→ REQUIREMENTS
How many lines of the entries below contain the word "scan"? Reply with the number alone.

→ PROVIDED DATA
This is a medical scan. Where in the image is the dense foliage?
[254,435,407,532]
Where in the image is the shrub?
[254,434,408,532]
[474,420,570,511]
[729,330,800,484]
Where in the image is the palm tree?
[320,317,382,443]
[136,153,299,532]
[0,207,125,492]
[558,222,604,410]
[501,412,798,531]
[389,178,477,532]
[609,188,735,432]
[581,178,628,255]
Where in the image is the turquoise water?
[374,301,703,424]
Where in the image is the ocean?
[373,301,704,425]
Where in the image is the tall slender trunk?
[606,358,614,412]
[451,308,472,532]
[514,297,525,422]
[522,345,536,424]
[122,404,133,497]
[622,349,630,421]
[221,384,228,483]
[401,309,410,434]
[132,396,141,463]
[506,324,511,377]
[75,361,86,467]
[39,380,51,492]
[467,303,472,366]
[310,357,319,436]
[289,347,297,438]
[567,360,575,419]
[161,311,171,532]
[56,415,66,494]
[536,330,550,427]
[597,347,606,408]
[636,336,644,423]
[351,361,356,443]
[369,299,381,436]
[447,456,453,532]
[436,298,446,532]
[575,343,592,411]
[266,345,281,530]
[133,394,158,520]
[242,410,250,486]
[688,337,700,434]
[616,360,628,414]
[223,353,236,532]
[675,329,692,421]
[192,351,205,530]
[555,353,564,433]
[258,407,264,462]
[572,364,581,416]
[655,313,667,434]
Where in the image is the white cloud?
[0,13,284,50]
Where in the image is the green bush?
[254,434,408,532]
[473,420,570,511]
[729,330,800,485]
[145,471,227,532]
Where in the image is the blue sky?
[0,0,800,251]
* * *
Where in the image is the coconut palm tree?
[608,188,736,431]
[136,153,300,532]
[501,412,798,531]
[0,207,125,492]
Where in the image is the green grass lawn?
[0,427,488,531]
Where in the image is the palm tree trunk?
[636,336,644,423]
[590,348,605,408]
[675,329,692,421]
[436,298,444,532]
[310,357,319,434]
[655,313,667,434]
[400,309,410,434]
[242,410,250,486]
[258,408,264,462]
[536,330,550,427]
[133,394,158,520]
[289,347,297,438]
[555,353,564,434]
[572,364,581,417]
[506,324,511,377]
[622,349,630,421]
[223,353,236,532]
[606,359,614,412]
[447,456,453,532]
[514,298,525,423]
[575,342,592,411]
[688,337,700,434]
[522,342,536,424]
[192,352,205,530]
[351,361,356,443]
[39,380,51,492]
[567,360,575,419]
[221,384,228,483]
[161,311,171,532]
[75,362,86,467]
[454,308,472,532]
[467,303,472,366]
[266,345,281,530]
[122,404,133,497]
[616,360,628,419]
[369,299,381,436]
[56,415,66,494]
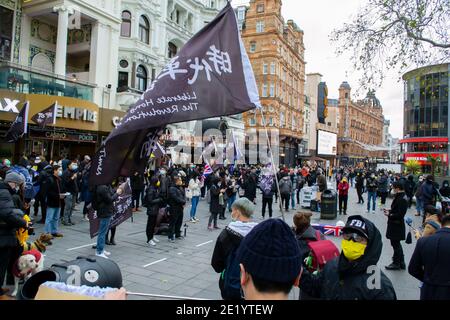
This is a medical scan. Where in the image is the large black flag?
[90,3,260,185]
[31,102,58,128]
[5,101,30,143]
* * *
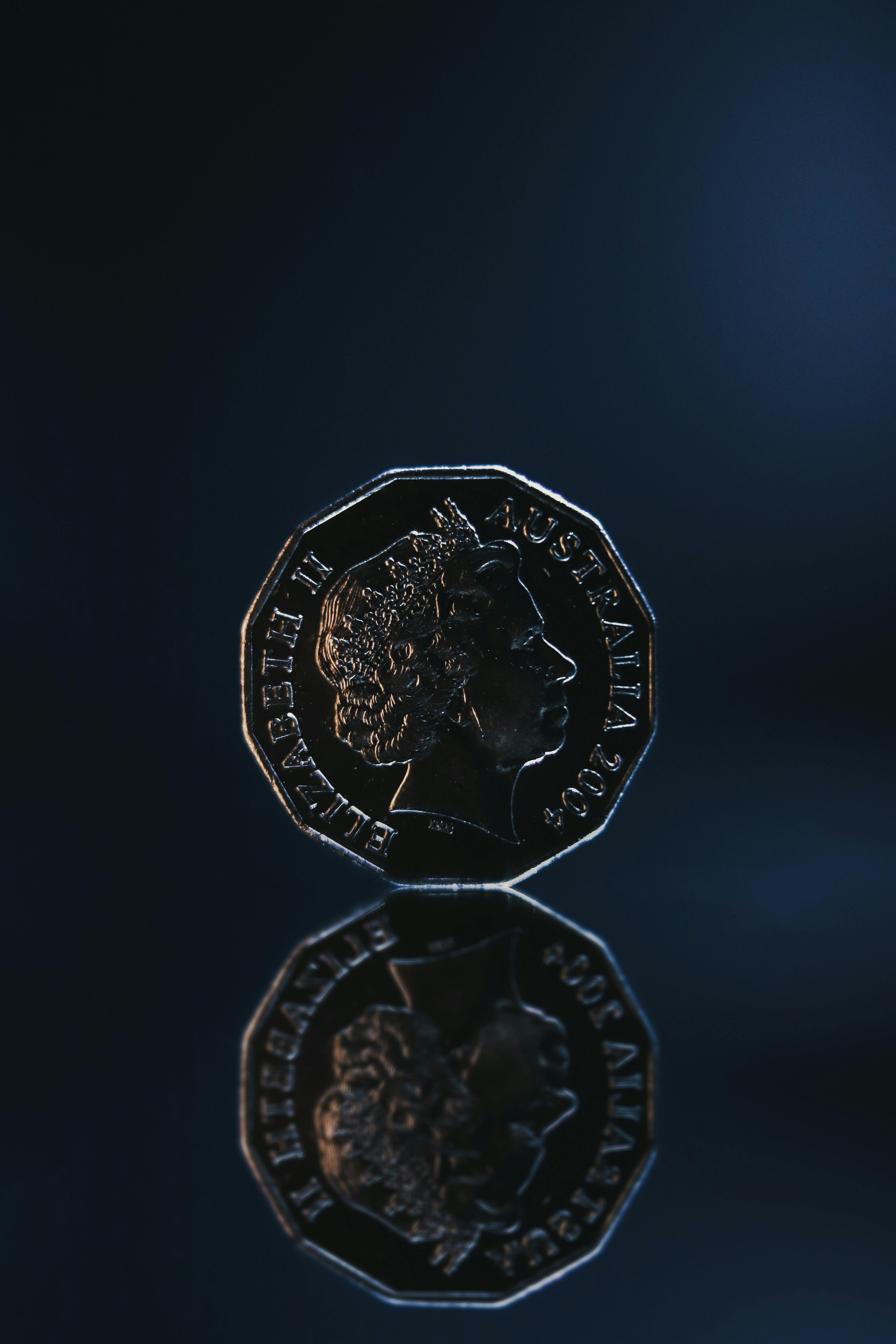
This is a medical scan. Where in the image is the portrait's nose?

→ RESULT FOR THIS EXERCISE
3